▶ _TASK DIRECTIONS_
Locate every line in the entries below that contains the word "roof" and copy each of those lines.

%%

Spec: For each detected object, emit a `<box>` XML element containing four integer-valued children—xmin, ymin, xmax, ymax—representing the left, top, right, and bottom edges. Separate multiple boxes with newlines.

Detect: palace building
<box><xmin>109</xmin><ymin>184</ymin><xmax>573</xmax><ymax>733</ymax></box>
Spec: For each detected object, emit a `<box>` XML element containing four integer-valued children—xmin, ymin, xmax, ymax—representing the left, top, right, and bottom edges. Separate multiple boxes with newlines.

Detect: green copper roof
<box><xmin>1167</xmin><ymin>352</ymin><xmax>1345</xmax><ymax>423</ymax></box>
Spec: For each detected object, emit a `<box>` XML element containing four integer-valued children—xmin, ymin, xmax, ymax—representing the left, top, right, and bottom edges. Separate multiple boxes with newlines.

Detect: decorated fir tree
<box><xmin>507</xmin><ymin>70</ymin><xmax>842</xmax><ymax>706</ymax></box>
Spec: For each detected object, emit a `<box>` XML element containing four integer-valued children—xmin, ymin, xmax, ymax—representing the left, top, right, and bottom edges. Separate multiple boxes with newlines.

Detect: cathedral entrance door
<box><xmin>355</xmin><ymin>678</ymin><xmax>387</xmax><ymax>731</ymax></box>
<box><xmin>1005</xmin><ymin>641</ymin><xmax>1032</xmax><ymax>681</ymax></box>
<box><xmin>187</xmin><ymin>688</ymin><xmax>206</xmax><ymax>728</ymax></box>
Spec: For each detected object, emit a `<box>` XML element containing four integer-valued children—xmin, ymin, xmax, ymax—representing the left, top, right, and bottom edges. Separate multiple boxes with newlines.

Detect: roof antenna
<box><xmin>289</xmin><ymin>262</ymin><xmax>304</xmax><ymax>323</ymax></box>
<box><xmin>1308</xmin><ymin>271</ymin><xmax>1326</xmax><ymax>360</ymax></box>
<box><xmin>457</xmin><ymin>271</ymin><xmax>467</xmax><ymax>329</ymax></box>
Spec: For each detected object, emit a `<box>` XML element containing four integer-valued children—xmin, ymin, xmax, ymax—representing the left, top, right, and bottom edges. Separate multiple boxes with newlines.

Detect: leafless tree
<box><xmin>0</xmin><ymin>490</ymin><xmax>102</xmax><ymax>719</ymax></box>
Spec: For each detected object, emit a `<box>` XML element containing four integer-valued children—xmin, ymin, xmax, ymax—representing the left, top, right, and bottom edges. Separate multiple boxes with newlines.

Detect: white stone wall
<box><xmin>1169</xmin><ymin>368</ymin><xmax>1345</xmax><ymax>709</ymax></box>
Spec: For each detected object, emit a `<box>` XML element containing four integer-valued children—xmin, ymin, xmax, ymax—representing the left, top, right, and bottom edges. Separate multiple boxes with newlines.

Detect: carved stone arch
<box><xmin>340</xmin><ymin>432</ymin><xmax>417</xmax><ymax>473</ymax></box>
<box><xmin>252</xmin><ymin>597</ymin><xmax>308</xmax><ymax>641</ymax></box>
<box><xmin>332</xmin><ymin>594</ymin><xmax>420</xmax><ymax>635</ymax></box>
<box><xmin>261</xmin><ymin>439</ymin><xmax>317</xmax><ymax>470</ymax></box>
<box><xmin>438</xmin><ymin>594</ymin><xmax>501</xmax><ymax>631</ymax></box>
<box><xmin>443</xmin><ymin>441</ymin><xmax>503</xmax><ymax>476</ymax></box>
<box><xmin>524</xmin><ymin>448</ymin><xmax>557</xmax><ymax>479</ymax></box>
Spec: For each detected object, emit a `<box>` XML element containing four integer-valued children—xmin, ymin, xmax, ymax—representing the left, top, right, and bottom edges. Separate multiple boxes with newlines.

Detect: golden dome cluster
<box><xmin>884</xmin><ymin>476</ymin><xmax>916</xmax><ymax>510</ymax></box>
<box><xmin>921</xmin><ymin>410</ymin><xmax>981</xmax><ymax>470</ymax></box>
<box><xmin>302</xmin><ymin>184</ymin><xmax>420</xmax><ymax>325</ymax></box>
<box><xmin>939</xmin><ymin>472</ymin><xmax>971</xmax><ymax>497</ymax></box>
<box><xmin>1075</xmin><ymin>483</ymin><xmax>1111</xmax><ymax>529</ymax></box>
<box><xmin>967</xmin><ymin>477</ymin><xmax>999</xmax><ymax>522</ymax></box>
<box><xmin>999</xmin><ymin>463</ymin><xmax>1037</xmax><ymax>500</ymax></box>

%%

▶ _RESULT OF THIS EXERCISE_
Detect: green copper roof
Detect: roof antenna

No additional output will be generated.